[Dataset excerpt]

————

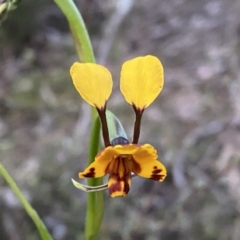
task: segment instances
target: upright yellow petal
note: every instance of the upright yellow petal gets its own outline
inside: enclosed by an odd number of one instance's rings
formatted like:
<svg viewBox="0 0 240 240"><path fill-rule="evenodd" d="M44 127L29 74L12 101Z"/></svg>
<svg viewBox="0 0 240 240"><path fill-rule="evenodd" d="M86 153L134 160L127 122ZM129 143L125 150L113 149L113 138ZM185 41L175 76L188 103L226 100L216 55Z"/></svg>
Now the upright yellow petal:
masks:
<svg viewBox="0 0 240 240"><path fill-rule="evenodd" d="M157 160L157 151L150 145L142 146L141 151L133 155L135 164L132 171L138 176L162 182L167 176L164 165Z"/></svg>
<svg viewBox="0 0 240 240"><path fill-rule="evenodd" d="M139 109L148 107L155 100L163 84L163 66L157 57L137 57L122 66L121 92L129 104Z"/></svg>
<svg viewBox="0 0 240 240"><path fill-rule="evenodd" d="M107 68L95 63L75 62L70 74L75 88L86 102L99 109L105 106L113 85Z"/></svg>

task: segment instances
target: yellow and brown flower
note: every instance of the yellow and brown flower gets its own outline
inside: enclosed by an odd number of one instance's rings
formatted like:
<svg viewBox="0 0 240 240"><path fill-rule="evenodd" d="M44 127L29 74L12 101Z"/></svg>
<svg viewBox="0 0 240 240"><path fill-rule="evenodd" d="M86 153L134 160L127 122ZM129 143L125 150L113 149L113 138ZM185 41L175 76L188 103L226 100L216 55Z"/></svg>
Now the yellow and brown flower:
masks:
<svg viewBox="0 0 240 240"><path fill-rule="evenodd" d="M137 57L123 64L120 89L136 114L132 143L118 137L109 140L106 103L112 91L112 77L103 66L94 63L74 63L70 70L74 86L82 98L96 107L106 148L102 150L80 178L98 178L109 174L111 197L125 196L131 185L131 173L162 182L166 168L157 160L157 151L150 144L138 145L141 117L159 95L164 84L163 67L154 56Z"/></svg>

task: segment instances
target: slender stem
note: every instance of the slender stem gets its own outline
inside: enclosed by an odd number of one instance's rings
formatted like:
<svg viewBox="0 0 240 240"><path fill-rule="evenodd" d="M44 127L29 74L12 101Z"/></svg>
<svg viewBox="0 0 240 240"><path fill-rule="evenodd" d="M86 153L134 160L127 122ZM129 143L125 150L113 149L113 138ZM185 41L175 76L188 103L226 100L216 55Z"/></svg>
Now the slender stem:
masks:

————

GOAL: Copy out each line of the items above where the word "stem" appears.

COMPLETE OUTPUT:
target: slender stem
note: every instance of the slender stem gets its own outline
Now the slender stem:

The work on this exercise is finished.